ABOUT THIS EXERCISE >> Lines with "black": copy each one from the listing below.

SOURCE INFORMATION >>
============================================================
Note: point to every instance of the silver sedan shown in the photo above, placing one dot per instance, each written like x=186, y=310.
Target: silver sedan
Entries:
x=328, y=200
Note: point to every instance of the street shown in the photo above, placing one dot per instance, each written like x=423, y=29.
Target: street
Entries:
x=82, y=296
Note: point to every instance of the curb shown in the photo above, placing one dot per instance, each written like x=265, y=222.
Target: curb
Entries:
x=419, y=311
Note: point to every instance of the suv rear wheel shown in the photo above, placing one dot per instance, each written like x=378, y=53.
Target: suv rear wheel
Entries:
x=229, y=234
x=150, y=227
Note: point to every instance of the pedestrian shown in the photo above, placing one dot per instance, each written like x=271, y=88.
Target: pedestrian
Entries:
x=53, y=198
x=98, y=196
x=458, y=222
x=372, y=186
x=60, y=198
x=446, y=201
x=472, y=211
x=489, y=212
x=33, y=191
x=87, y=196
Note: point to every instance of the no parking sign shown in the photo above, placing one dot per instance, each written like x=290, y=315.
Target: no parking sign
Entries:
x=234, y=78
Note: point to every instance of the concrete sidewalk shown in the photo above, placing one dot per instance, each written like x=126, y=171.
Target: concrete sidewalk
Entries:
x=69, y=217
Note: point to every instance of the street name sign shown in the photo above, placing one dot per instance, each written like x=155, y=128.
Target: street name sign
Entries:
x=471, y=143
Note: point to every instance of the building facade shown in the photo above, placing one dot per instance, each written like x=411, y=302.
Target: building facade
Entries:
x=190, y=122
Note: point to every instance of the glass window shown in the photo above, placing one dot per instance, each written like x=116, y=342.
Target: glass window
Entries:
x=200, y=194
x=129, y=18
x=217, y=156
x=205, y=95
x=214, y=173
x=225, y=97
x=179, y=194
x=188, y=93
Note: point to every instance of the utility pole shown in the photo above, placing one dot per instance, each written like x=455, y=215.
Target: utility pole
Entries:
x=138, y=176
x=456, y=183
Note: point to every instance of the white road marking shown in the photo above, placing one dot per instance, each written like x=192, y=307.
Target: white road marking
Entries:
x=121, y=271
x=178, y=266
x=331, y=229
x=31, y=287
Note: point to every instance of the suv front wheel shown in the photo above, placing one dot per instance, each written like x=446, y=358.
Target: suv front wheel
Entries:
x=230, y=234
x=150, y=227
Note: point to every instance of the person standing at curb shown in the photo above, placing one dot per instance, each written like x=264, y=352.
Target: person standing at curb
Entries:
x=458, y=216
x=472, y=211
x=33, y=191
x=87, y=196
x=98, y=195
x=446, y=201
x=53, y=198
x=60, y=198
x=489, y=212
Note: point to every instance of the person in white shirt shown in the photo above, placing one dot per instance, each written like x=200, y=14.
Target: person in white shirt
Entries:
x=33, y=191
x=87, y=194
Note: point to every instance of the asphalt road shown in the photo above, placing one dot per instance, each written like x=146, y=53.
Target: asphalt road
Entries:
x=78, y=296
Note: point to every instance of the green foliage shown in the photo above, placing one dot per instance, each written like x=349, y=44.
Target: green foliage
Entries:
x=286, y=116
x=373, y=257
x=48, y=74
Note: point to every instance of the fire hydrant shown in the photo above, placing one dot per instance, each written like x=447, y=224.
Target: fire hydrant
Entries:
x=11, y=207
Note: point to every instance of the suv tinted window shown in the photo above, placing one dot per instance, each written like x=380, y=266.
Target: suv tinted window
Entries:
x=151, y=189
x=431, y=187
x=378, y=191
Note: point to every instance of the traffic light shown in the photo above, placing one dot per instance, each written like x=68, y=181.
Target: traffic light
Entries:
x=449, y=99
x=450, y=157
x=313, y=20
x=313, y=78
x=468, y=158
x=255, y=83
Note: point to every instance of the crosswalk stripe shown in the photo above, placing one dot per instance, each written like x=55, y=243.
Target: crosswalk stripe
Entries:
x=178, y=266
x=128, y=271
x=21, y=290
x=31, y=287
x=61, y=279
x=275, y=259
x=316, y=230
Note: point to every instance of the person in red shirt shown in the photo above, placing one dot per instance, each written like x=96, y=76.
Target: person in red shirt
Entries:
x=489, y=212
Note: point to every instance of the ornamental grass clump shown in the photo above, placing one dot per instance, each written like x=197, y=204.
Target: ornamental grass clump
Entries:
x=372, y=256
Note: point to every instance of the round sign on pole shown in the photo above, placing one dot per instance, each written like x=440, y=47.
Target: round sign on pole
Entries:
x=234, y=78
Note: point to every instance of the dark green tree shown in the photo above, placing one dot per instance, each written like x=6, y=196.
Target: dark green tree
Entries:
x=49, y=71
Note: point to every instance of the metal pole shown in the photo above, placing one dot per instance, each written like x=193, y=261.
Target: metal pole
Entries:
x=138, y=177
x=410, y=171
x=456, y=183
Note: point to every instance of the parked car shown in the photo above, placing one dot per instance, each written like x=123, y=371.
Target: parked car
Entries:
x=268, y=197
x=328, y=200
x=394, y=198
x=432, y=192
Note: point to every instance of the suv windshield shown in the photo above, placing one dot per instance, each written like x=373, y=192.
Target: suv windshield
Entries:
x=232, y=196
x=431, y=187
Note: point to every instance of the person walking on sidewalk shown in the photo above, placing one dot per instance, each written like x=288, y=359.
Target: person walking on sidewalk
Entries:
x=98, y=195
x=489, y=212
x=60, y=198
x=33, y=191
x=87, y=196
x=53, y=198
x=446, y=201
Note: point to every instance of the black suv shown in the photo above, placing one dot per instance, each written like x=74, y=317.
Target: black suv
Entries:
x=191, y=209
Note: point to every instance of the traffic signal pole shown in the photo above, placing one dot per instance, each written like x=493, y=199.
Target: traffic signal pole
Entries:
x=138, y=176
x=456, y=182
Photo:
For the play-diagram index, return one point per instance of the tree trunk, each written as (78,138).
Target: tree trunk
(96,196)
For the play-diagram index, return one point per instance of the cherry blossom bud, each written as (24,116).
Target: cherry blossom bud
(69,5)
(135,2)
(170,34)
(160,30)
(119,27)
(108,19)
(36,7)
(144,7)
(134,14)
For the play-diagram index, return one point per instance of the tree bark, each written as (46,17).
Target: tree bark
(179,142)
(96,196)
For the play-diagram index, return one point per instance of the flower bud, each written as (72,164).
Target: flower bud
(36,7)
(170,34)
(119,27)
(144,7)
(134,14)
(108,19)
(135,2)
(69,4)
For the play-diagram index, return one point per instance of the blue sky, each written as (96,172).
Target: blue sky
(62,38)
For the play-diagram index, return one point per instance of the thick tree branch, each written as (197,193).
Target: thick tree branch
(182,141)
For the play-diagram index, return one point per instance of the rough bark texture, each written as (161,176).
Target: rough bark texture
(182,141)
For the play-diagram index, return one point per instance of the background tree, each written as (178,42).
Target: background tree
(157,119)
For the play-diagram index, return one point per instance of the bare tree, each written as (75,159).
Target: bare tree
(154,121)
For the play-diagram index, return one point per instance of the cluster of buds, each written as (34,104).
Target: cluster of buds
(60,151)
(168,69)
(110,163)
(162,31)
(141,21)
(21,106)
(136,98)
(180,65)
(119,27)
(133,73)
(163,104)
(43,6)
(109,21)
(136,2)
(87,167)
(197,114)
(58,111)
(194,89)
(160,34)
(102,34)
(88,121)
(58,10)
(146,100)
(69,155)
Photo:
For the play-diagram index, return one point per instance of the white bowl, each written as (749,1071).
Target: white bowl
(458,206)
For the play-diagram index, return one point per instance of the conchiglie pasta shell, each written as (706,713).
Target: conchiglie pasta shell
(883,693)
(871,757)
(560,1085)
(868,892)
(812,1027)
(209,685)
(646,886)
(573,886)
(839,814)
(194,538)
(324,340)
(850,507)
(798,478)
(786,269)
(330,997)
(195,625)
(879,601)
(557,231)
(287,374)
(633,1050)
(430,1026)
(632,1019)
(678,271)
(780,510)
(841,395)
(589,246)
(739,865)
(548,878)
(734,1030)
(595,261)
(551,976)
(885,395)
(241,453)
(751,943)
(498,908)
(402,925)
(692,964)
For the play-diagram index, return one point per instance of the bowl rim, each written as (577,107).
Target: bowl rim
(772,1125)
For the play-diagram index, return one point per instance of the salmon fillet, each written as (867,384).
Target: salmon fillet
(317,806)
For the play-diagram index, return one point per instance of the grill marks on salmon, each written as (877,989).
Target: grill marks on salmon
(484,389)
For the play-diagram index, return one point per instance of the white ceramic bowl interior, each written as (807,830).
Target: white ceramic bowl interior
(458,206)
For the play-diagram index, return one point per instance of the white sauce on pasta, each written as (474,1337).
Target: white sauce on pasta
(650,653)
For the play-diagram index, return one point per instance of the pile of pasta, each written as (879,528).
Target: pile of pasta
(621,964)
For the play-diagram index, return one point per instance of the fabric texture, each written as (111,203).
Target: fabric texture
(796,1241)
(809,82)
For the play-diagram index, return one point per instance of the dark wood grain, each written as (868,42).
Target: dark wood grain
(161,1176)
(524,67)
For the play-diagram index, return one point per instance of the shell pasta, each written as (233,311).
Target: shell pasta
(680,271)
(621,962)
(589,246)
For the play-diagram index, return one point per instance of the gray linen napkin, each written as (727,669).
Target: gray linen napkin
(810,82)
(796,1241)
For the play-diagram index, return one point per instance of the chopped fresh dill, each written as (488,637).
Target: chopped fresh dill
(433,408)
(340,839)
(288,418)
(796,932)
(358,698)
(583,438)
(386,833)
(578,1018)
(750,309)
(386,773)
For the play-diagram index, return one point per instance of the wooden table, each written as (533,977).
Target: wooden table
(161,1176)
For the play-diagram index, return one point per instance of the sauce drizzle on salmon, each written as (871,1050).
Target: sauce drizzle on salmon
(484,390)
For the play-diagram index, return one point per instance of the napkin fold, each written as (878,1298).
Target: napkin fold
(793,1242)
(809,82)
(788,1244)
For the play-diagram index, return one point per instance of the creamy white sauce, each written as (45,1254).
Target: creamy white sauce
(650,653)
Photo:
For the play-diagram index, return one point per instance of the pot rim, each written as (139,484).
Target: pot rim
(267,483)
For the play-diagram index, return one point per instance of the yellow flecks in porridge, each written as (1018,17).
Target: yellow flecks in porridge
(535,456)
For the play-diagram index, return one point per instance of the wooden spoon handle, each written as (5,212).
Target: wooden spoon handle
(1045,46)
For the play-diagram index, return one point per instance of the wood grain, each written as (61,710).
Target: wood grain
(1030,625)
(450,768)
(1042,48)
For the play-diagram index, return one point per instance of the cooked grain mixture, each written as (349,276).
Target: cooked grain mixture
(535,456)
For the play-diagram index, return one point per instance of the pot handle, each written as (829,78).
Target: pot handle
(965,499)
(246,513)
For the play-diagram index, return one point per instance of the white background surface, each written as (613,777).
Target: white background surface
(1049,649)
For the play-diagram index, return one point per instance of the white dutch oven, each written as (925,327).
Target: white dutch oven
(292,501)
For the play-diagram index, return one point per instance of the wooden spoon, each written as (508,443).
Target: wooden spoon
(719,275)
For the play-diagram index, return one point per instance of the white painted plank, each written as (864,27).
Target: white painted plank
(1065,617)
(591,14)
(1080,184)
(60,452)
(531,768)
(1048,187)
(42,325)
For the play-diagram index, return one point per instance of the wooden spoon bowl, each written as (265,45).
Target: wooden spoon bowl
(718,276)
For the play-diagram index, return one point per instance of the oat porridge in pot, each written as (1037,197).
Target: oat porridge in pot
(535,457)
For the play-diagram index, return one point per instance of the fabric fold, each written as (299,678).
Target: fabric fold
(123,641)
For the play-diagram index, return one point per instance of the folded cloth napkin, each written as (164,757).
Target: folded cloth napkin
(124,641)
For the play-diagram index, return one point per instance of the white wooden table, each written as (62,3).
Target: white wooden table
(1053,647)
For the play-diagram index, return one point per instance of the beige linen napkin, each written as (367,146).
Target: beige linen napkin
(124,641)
============================================================
OUTPUT FOR THIS TASK >>
Note: point to every instance of the black suv shown in the photo above, placing one dot per instance, each written like x=74, y=317.
Target: black suv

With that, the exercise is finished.